## WORK REQUIRED
Write out, character for character, the line containing "the wooden staircase" and all lines after it up to the end of the listing.

--- start ---

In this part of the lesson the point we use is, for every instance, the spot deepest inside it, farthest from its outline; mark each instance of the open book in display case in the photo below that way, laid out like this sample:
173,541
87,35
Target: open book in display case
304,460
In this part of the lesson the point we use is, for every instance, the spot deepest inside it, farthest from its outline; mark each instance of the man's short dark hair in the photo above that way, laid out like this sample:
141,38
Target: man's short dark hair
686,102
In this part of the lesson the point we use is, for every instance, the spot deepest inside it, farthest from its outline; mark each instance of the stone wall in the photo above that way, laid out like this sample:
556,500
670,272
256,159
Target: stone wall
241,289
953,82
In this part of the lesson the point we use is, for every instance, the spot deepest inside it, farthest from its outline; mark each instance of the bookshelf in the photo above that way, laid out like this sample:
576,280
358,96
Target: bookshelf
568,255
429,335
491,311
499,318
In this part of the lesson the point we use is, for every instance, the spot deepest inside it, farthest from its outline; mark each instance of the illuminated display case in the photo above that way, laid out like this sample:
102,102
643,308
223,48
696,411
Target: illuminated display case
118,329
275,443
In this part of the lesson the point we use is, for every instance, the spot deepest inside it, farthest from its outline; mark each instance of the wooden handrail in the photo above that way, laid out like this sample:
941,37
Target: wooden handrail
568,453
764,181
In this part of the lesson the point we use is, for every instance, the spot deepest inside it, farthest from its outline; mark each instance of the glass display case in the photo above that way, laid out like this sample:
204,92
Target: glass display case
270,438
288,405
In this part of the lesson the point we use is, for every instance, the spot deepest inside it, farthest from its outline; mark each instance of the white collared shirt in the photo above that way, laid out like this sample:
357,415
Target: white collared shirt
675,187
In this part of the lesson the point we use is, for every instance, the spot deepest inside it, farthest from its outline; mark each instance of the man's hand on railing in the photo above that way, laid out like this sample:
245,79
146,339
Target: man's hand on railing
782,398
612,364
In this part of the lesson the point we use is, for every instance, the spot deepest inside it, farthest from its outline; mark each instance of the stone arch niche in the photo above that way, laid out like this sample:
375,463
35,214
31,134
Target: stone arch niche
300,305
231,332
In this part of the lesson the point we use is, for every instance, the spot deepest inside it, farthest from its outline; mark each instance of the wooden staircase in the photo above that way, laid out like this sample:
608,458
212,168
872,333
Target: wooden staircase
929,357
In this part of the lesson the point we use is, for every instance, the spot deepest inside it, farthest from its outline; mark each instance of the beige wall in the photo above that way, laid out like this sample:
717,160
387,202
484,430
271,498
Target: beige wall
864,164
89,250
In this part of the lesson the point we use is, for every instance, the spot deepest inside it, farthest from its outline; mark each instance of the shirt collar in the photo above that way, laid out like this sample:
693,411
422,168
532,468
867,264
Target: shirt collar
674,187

--- end ---

## ANSWER BELOW
In this part of the lesson the point we use is, for every instance, the spot deepest inside it, farthest from its outline; mark each instance of the wooden staircase in the photo above that way, laid out like this sample:
608,458
212,168
872,333
Target: wooden staircase
929,357
In this part of the lesson the point we use is, for every instance, the spot deepest inside it, farthest from its outline; mark each instance of the beige wall in the photo above that way, laid out like this sample:
717,160
387,202
484,430
271,498
Target: beige wall
864,164
89,250
In this part of the lesson the point we use is, for every instance, the spot deepest inside it, farthest from its outline; mark each instance of the shirt collar in the photo above that way, laid out like this sample:
693,411
422,168
532,468
867,264
Target: shirt collar
674,187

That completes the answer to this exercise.